**Source records**
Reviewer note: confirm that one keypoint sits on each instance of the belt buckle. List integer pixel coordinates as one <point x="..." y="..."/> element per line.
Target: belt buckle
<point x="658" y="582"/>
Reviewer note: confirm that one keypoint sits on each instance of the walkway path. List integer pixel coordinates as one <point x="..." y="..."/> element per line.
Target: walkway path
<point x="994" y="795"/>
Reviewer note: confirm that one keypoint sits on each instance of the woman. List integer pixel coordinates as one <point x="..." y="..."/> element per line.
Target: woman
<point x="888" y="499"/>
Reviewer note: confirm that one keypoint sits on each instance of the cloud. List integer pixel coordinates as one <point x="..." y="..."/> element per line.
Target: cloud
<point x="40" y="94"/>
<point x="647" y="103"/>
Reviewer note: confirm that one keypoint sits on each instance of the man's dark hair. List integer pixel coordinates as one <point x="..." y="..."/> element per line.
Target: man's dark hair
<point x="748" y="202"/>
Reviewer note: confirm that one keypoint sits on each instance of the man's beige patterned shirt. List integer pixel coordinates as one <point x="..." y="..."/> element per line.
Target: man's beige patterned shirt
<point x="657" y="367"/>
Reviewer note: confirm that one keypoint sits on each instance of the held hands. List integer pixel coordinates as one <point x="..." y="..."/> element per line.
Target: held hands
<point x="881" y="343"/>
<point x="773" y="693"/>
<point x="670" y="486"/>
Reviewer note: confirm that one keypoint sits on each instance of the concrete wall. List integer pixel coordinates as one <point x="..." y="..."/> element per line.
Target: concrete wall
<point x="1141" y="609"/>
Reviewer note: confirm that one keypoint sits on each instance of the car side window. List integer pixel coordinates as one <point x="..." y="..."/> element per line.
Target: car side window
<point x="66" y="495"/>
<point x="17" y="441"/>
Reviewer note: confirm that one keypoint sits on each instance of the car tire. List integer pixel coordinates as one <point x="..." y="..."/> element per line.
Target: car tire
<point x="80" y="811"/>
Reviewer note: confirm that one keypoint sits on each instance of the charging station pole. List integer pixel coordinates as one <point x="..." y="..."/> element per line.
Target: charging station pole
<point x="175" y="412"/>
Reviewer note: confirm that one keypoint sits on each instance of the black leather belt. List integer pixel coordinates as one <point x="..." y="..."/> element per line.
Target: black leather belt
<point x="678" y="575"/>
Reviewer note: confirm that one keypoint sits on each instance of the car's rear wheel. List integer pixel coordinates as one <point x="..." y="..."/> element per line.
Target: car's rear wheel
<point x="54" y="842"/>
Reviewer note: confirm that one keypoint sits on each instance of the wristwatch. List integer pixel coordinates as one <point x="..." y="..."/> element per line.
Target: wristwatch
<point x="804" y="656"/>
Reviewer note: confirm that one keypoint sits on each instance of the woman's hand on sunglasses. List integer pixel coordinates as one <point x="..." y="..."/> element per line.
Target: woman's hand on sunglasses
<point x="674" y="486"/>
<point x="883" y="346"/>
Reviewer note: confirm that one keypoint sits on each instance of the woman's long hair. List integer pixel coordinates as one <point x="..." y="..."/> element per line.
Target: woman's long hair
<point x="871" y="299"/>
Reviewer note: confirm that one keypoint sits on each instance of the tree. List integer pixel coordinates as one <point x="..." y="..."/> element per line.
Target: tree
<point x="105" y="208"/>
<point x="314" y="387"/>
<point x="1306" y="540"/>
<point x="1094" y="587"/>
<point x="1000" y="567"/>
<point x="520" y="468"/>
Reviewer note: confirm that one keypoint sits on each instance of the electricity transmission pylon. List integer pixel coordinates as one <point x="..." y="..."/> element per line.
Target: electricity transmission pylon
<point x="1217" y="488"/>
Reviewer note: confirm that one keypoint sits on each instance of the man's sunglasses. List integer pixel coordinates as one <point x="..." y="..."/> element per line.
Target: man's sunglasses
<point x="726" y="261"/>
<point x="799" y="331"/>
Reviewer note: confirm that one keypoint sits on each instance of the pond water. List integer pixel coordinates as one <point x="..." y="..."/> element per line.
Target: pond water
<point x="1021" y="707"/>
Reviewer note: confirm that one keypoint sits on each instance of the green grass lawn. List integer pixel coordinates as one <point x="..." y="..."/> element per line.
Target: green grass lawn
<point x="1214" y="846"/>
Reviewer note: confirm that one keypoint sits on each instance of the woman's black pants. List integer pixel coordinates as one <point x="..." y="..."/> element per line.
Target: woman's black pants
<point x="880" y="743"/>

**About this task**
Repeat the entries exactly, leaving nothing out.

**Result of this task**
Reviewer note: confirm that one keypoint sits on each instance of the belt buckle. List integer pixel coordinates as one <point x="..." y="..."/> element per line.
Target: belt buckle
<point x="658" y="582"/>
Reviewer note: confirm that one keypoint sits on each instance of the walkway path. List integer pixel coordinates as one <point x="..." y="..."/> element per line.
Target: walkway path
<point x="994" y="795"/>
Reviewer note: confirm that one keypoint sits on each instance of the woman. List integer pixel coordinates as one <point x="..." y="..."/> element per line.
Target: woman
<point x="888" y="499"/>
Reviewer note: confirm that one keypoint sits on each instance of the cloud. List integer pixel coordinates as one <point x="..." y="..."/> element per line.
Target: cloud
<point x="40" y="94"/>
<point x="647" y="103"/>
Reviewer note: confirm that one keypoint sits on each instance of the man's dark hair. List integer pixel coordinates as one <point x="..." y="..."/> element per line.
Target: man's dark hair
<point x="748" y="202"/>
Reviewer note: confirm that one keypoint sits on each instance of the man's beige patterned shirt. List integer pixel coordinates as one <point x="..." y="..."/> element per line.
Target: man's beige patterned shirt
<point x="657" y="367"/>
Reviewer note: confirm that one keypoint sits on each instance of the held hands. List integer pixel coordinates as one <point x="..." y="..."/> element per line.
Target: held hands
<point x="881" y="343"/>
<point x="773" y="693"/>
<point x="670" y="486"/>
Reviewer note: confirm that one keypoint sits on each instance of the concrete wall. List integer pixel coordinates as one <point x="..." y="..."/> element per line.
Target: concrete wall
<point x="1141" y="609"/>
Reviewer note: confirm that one keypoint sits on each instance of the car side window. List integer pixel coordinates as one <point x="..." y="..."/> element per line.
Target: car side window
<point x="66" y="495"/>
<point x="17" y="441"/>
Reviewer note: confirm that one keypoint sits on each instance of the car tire. List integer pixel coordinates as one <point x="..." y="..."/> element per line.
Target: car tire
<point x="80" y="811"/>
Reviewer note: confirm that one keypoint sits on each instance of the charging station pole. List integer pixel coordinates as one <point x="..." y="..."/> element per line.
Target: charging station pole
<point x="175" y="412"/>
Reviewer note: confirm that one keypoint sits on each instance of the black leather belt. List integer pixel coordinates as one <point x="..." y="..."/> element per line.
Target: black leather belt
<point x="678" y="575"/>
Reviewer note: confirm that one keypoint sits on each instance of the car's rear wheel. List integer pixel coordinates as one <point x="..." y="..."/> element per line.
Target: car's rear wheel
<point x="54" y="842"/>
Reviewer note: confirm that one keypoint sits on each instance of the wristwatch. List integer pixel coordinates as one <point x="..." y="..."/> element per line.
Target: wristwatch
<point x="804" y="656"/>
Reviewer note: confirm that one keypoint sits on each instance of the woman's hand on sunglasses. List integer pixel coordinates as one <point x="..." y="..."/> element per line.
Target: woman's hand on sunglasses
<point x="674" y="486"/>
<point x="883" y="346"/>
Reviewer note: confirm that one keypoint sits on each instance of the woman's long hair. List integer pixel coordinates as one <point x="..." y="..."/> element per line.
Target: woman's long hair
<point x="871" y="299"/>
Reviewer note: confirm that one keypoint sits on each instance of the tree. List integer pixel coordinates as one <point x="..." y="..."/> element per line.
Target: tree
<point x="105" y="208"/>
<point x="314" y="387"/>
<point x="1306" y="540"/>
<point x="1094" y="587"/>
<point x="1000" y="567"/>
<point x="520" y="468"/>
Reviewer note: confirm that one keypoint sits on each instance of the electricity transmission pylon. List integer pixel coordinates as one <point x="..." y="..."/> element per line.
Target: electricity transmission pylon
<point x="1217" y="488"/>
Reviewer note: confirm that one keypoint sits on each instance of the man's sunglasses. List integer pixel coordinates as one <point x="..." y="..."/> element per line.
Target: man's sunglasses
<point x="726" y="261"/>
<point x="799" y="331"/>
Reviewer note: confirm that one keypoint sits on each instance of the pond water. List integer pixel coordinates as one <point x="..." y="..."/> element per line.
Target: pond water
<point x="1021" y="707"/>
Reviewer note: confirm that one keypoint sits on each instance of the green grass lawn. List integer pixel coordinates as one <point x="..." y="..."/> element per line.
Target: green grass lawn
<point x="1214" y="846"/>
Reviewer note: confirm that one keypoint sits on each instance of the woman's black pants. List integer pixel coordinates as one <point x="..." y="..."/> element per line.
Target: woman's black pants
<point x="880" y="743"/>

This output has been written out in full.